● Task to complete:
From the line that holds "I would be grateful if you could tag the boy's" to the last line of the data, copy everything exactly; leave out all the rest.

Dataset rows
===============
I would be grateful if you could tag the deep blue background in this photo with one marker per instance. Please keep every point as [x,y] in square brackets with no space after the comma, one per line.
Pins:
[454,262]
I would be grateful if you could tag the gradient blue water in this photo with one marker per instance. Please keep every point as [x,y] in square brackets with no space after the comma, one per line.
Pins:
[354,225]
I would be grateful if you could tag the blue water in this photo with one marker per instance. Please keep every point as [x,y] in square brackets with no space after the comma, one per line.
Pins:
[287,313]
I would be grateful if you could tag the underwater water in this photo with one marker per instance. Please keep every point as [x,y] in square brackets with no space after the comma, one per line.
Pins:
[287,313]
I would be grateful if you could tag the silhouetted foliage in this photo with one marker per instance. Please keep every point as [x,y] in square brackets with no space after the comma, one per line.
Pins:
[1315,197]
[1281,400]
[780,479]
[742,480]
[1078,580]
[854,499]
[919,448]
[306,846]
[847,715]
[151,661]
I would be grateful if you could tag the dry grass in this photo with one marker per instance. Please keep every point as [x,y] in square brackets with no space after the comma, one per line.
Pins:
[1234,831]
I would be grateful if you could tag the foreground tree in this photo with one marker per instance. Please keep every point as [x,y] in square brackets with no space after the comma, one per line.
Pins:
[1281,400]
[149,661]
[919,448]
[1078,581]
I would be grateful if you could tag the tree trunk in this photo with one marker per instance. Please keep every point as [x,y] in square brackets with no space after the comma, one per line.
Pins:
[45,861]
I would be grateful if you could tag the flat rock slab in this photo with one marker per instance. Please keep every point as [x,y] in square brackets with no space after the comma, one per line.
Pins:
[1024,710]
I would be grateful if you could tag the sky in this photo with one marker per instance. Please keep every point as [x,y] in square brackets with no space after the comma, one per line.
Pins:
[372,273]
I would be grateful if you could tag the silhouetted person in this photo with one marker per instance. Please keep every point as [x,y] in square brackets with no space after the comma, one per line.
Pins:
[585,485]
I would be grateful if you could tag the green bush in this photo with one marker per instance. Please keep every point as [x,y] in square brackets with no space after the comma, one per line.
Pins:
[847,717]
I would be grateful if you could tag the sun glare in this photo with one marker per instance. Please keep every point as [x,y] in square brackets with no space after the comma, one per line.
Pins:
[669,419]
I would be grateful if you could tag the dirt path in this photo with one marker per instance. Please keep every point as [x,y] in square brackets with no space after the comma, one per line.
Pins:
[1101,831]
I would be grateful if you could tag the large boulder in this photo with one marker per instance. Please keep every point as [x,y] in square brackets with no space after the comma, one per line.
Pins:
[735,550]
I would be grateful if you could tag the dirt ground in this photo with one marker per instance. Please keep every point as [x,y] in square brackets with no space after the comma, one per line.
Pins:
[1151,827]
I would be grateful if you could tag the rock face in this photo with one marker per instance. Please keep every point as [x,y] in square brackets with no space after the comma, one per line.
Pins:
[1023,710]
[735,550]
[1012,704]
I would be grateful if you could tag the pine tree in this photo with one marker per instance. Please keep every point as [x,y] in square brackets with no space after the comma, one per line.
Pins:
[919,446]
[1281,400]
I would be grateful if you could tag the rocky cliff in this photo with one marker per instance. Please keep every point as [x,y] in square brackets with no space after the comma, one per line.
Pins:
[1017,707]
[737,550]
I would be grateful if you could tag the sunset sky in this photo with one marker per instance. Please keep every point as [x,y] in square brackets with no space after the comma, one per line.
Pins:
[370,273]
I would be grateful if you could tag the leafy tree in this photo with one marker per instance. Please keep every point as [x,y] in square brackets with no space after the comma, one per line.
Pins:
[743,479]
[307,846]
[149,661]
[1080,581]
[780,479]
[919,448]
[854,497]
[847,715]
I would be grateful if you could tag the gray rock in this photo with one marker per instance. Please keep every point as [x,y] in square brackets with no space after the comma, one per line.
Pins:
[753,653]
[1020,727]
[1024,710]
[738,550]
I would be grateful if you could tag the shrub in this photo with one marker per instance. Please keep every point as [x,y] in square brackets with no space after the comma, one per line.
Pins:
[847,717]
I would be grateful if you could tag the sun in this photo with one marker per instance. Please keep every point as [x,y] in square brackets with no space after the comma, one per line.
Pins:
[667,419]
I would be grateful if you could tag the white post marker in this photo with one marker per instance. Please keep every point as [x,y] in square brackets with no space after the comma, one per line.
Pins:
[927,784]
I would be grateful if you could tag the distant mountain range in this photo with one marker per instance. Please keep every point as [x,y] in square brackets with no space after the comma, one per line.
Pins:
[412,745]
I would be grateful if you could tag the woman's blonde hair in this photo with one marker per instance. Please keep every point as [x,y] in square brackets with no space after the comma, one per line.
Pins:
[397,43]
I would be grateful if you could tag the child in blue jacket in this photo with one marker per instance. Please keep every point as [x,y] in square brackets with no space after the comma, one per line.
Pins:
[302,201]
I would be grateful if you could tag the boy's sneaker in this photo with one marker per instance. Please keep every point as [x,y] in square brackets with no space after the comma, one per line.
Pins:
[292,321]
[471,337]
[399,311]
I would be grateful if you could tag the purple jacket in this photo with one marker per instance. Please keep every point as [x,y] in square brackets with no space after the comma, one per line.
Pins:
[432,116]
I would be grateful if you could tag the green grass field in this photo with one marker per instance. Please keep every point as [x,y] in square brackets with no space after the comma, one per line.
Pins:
===============
● Response to this exercise:
I would be grateful if you could tag the boy's sneaker in this photo with one marker per instance. Please keep every point as [x,y] in square brackets with no space after the comma, one per line.
Pins:
[292,321]
[471,337]
[399,311]
I would be grateful if you could tag the purple jacket in this photo with one marker per instance. Please keep every point as [x,y] in square brackets with no space after the comma, one per line.
Pins:
[432,116]
I would be grateful if you could tag the green grass field in this photo with one marker per instance. Please keep every point as [x,y] in square brackets with no space after the comma, one per line.
Pins:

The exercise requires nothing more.